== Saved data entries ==

====================

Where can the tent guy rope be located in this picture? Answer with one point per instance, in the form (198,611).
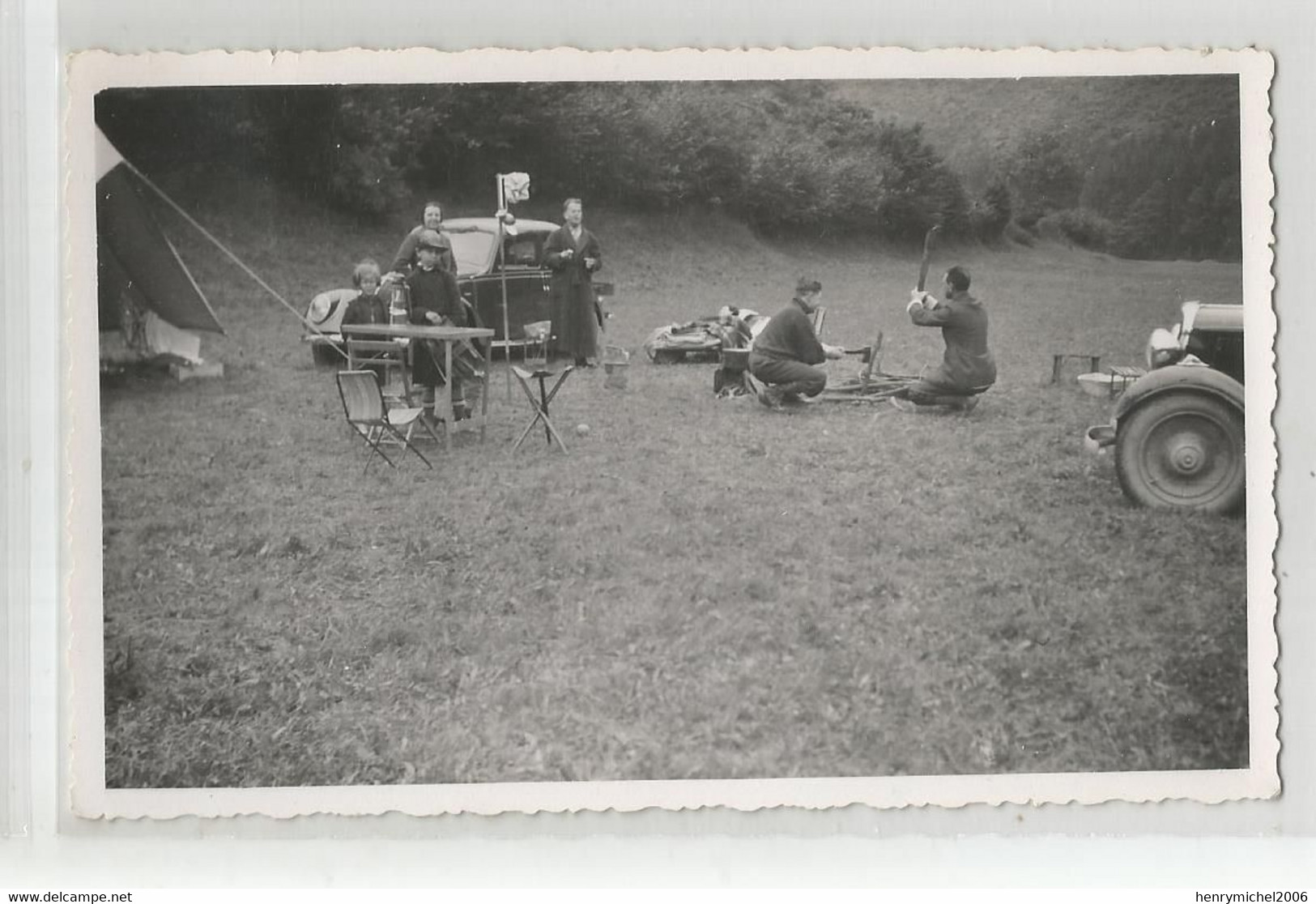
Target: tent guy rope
(223,248)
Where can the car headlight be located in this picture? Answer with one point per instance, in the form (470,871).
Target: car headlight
(1164,348)
(319,309)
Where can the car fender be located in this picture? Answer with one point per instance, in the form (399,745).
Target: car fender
(1179,378)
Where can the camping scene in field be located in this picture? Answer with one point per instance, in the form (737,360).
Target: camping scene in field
(564,432)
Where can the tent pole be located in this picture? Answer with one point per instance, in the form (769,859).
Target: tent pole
(220,245)
(501,271)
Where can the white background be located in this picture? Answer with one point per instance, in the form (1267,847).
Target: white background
(1267,845)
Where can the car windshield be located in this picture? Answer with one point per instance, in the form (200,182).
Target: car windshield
(471,250)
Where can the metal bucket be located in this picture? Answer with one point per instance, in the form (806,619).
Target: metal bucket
(616,365)
(537,339)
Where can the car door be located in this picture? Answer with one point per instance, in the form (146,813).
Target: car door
(526,287)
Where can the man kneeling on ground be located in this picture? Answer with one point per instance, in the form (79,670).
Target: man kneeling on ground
(785,353)
(968,368)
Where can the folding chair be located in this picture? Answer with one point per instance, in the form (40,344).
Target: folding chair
(385,356)
(377,425)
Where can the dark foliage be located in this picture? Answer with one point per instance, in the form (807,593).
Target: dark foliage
(990,213)
(786,157)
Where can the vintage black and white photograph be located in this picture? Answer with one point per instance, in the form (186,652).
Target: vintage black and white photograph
(796,425)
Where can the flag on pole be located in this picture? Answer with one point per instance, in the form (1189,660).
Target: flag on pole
(516,187)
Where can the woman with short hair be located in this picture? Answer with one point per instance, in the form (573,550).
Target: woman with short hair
(573,253)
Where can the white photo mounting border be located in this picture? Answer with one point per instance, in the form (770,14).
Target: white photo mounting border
(92,73)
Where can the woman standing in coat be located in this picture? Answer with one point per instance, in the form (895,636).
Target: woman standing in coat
(573,254)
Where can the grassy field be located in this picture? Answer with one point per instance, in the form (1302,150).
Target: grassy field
(701,588)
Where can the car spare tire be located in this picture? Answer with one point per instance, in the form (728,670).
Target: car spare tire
(1182,450)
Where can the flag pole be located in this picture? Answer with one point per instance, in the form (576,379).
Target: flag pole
(501,271)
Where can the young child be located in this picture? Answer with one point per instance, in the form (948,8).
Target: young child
(368,307)
(436,301)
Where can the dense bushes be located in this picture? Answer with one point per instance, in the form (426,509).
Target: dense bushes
(785,157)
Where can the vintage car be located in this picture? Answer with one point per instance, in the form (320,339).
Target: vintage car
(480,275)
(1178,431)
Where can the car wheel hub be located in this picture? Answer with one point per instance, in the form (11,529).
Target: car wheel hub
(1187,455)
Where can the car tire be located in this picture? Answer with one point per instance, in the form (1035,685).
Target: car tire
(1182,450)
(326,356)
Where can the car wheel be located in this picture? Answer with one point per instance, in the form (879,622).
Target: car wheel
(1182,450)
(326,356)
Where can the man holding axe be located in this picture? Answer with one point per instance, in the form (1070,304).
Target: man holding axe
(968,368)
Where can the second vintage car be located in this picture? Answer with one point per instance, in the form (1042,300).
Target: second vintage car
(482,276)
(1178,431)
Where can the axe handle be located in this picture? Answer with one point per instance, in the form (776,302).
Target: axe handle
(928,241)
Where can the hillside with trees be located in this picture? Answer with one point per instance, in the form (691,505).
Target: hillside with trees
(1139,166)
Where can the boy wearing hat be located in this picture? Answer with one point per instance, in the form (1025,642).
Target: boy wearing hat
(785,354)
(436,301)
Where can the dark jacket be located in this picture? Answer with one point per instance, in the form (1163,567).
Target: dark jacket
(968,362)
(574,318)
(790,336)
(433,291)
(366,309)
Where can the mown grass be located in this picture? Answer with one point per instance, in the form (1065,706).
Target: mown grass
(701,588)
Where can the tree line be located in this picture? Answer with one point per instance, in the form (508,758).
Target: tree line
(786,157)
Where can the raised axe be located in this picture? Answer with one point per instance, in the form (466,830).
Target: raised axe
(873,353)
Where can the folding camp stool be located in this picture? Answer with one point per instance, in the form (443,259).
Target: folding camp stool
(374,423)
(1059,358)
(387,356)
(541,404)
(1122,378)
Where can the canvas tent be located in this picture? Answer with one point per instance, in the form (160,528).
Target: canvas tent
(147,301)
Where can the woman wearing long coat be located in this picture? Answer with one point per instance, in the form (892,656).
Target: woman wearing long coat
(573,253)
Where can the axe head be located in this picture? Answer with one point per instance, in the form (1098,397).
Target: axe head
(928,241)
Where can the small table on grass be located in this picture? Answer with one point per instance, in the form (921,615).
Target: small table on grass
(541,404)
(448,337)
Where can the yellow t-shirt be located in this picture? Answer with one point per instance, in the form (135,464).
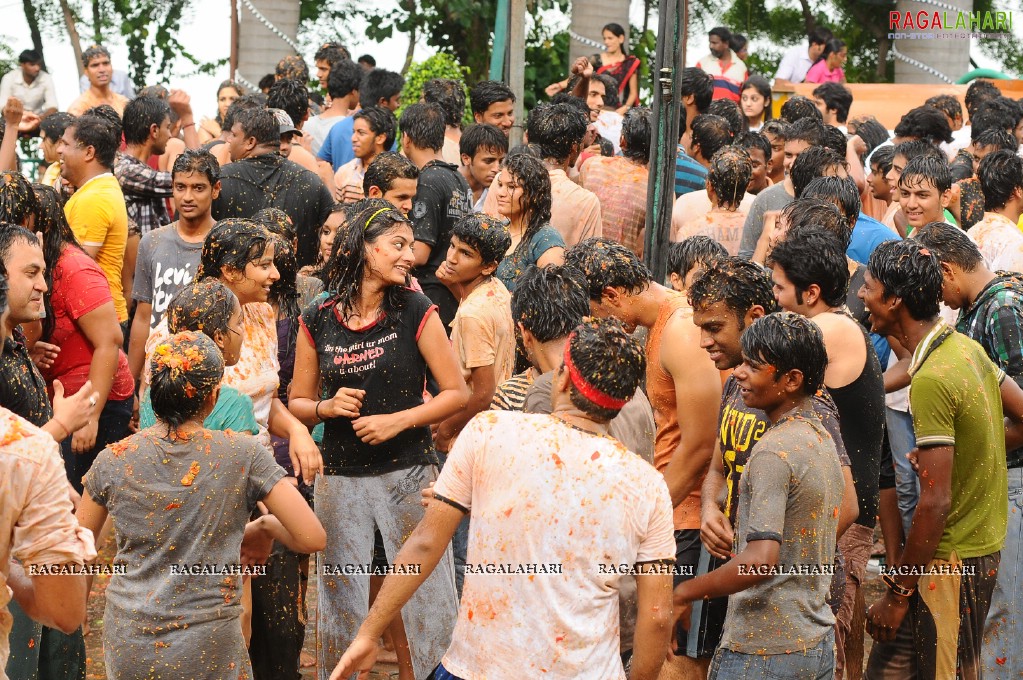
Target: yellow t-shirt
(97,215)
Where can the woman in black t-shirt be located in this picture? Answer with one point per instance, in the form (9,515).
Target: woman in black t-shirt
(361,359)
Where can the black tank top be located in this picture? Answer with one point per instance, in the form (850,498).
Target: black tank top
(861,418)
(384,359)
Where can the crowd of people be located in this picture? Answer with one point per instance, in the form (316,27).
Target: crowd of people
(350,338)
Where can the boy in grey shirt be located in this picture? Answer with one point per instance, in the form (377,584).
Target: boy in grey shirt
(779,623)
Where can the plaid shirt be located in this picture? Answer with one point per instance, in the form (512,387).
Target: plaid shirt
(995,320)
(145,192)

====================

== PROBLEM REQUIREMENTS ==
Write out, word for word, the lines from the one containing "Target: crowd of people" through the end of the records, with no other lines.

== PROBLEM SOLUTION ==
Target: crowd of people
(350,338)
Where can the boy in grey shirt be located in this picture? Answer with one point per instance, in the form (377,584).
Target: boy in grey shirt
(779,623)
Where can the plaid shirt be located in this picture? Answer with one point per instance, in the form (512,387).
Target: plaid shirt
(995,320)
(145,192)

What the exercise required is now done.